[Opening GIVEN PASSAGE section]

As I read it, this is just an EM-CCD with a photon-counting option.

Normal EM-CCDs can easily count the signal from
one photoelectron/pixel above the read noise, but
the penalty is that the single-photon pulse may
vary tremendously in size (multiplicative noise).
The photon counting version (That has in the past
been offered by Andor and others) merely detects
these single-photoelectron events, finds their
centroid and stores one count in the memory at
the correct location. Like all photon-counting
systems, it is subject to "Pile-up" errors (if
two, or 3 or 4) real PE are produced in the pixel
during the exposure time, they will still be
counted as a single event), so you must keep the
signal level so low that the chance of there
being 2 photoelectrons made during one read cycle
will be very low.  This implies a signal rate
that is really too low for most live cell
microscopy (the cell may change as you collect
your data).

[Closing GIVEN PASSAGE section]

=== EXERCISES TO COMPLETE ===
**a)** According to the EM-CCD post, why must the signal level be kept very low when using photon counting?
**b)** In the EM-CCD post, which company is named as having offered the photon-counting version in the past?
**c)** Reproduce the part of the EM-CCD post that starts at "Normal EM-CCDs can" and ends at "size (multiplicative noise).".
The listing below comes from a separate source and is not connected to the EM-CCD post.

[Opening EXTRACTED MATERIAL section]

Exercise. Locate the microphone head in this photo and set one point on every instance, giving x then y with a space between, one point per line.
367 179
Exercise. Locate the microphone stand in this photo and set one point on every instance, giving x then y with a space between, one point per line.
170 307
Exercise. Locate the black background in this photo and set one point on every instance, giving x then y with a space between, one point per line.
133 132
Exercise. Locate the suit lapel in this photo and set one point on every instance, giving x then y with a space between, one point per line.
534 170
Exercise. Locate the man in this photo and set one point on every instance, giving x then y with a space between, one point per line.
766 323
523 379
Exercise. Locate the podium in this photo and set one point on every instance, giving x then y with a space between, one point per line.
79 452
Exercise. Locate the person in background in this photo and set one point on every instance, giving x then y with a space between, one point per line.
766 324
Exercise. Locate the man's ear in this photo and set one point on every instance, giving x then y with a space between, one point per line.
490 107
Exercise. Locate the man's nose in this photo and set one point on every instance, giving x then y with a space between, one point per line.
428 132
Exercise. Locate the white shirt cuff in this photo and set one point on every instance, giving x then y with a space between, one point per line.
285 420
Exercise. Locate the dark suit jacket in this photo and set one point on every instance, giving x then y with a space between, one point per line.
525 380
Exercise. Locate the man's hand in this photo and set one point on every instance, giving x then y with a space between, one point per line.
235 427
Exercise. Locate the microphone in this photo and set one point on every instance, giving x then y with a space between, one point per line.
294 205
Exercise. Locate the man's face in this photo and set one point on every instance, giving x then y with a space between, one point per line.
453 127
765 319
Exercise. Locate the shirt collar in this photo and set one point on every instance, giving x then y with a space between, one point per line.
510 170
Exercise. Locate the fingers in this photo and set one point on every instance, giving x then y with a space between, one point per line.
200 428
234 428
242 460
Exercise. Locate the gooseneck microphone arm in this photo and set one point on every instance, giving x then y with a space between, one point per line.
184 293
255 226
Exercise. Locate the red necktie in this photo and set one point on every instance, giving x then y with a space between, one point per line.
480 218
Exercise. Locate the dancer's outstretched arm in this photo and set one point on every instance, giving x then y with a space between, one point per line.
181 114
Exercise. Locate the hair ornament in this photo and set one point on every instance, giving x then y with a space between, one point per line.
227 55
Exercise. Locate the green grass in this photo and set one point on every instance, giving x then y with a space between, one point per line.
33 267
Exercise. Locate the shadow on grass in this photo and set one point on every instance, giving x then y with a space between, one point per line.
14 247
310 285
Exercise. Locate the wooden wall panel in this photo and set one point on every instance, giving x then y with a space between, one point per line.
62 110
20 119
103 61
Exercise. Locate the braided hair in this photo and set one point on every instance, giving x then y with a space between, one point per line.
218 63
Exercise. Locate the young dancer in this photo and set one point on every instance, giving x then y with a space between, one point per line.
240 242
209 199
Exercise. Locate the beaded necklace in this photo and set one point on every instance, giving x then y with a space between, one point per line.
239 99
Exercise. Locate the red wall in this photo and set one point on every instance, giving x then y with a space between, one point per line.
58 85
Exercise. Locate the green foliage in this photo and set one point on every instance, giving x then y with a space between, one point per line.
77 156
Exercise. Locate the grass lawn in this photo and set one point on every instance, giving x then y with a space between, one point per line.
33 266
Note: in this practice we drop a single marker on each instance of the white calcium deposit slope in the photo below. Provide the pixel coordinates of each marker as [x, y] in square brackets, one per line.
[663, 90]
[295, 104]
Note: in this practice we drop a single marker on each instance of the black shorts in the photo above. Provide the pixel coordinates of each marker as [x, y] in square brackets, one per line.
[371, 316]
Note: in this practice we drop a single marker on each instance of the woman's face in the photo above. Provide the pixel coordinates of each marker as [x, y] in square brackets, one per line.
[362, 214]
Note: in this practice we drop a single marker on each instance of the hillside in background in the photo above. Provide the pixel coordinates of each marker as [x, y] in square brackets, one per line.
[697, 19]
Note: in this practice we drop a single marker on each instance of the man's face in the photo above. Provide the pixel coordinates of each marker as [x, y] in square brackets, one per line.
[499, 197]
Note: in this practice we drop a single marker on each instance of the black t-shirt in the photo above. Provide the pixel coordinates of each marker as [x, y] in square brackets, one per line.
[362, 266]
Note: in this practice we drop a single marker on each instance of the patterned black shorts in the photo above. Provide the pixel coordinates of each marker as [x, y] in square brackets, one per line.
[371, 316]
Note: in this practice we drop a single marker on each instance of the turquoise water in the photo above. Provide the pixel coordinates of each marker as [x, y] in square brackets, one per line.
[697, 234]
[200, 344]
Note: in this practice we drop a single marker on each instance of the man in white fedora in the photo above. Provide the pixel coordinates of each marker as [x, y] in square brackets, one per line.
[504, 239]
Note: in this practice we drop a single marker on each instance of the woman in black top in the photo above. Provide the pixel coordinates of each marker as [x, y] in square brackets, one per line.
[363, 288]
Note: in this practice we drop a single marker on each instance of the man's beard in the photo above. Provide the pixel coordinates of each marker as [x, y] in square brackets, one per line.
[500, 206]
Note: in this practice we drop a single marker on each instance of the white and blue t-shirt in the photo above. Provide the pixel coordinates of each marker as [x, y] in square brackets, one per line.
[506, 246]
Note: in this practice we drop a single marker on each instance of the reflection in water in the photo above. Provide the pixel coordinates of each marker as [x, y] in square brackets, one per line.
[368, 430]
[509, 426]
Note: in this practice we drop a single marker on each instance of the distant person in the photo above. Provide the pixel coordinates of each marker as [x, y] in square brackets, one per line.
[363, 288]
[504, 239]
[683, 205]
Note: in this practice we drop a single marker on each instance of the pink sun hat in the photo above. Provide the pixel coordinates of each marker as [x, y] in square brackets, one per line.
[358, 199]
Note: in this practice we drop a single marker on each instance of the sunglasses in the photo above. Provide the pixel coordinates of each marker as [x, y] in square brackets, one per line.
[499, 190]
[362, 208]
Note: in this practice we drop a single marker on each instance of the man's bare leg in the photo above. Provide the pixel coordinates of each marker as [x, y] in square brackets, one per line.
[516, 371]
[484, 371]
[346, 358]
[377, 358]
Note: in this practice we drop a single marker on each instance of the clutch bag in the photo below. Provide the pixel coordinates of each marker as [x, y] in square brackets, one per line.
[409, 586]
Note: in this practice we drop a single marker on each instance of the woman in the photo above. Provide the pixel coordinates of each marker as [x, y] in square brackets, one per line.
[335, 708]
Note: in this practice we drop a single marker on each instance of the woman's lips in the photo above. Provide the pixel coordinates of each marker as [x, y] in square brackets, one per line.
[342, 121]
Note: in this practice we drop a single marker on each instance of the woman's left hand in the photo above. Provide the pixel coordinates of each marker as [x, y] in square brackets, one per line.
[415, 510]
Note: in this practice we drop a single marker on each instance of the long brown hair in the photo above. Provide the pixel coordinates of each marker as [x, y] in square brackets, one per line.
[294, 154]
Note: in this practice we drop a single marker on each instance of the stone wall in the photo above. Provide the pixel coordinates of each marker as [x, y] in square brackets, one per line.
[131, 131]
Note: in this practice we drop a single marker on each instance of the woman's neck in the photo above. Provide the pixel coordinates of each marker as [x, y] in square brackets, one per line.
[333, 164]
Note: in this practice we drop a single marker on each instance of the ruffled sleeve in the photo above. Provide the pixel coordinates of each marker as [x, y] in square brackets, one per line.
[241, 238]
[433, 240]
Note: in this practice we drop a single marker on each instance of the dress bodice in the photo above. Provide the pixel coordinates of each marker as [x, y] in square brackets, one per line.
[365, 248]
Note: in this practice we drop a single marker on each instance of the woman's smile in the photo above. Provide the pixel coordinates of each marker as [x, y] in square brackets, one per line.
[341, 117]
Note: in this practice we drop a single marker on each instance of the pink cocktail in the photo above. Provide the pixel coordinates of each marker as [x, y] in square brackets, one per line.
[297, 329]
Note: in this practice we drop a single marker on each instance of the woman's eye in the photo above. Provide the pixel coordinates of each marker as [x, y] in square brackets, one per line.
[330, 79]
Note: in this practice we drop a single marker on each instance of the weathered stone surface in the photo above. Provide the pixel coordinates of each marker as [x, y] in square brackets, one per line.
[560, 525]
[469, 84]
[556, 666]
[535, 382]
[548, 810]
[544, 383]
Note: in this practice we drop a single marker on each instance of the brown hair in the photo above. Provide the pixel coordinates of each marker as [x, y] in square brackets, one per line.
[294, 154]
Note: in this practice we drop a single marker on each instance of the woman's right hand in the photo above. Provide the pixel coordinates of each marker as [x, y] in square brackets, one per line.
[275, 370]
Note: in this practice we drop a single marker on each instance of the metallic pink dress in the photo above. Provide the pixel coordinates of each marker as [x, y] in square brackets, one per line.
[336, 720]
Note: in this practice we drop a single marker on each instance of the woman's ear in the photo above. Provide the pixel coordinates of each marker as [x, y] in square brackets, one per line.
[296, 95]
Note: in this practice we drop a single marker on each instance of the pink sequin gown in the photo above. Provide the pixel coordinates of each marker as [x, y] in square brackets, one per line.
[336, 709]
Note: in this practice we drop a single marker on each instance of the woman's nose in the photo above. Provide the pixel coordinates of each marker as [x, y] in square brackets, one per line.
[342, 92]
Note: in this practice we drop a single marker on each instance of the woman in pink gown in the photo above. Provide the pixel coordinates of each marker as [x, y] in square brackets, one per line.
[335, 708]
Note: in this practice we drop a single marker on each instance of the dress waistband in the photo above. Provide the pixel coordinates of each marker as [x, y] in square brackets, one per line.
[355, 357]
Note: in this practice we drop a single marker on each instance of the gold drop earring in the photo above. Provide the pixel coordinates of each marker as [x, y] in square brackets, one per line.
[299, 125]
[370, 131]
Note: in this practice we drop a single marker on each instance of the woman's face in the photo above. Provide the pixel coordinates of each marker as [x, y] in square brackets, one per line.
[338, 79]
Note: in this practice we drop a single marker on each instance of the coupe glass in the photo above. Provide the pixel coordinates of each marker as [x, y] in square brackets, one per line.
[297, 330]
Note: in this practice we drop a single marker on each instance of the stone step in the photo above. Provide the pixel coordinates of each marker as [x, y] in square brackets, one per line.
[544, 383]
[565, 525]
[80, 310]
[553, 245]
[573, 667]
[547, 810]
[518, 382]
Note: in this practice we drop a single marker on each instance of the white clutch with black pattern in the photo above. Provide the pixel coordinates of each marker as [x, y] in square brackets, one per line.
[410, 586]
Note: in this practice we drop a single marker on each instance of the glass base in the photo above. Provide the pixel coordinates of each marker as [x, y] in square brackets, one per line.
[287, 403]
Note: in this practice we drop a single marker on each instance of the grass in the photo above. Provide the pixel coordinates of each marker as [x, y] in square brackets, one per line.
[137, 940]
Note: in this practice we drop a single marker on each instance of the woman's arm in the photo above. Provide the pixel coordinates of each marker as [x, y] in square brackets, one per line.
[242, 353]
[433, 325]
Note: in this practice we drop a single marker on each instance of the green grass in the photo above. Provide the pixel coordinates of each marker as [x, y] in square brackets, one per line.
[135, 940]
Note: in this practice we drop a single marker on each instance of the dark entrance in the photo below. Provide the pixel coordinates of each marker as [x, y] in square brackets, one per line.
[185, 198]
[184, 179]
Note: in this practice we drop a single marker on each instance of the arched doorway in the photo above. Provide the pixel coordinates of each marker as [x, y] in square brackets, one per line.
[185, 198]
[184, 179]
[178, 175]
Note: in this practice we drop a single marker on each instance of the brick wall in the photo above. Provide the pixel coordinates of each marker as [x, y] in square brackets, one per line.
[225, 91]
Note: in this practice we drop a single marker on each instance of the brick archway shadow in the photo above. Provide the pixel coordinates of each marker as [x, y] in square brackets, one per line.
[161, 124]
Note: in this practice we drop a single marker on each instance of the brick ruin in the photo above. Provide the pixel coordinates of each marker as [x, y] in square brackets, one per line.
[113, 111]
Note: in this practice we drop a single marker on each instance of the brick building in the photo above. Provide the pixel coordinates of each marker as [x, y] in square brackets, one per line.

[Closing EXTRACTED MATERIAL section]

=== RESPONSES ===
**a)** Photon counting is subject to pile-up errors: if two or more photoelectrons are produced in a pixel during the exposure time, they are still counted as a single event. The signal must be low enough that two photoelectrons in one read cycle are very unlikely.

**b)** Andor (along with others).

**c)**
Normal EM-CCDs can easily count the signal from
one photoelectron/pixel above the read noise, but
the penalty is that the single-photon pulse may
vary tremendously in size (multiplicative noise).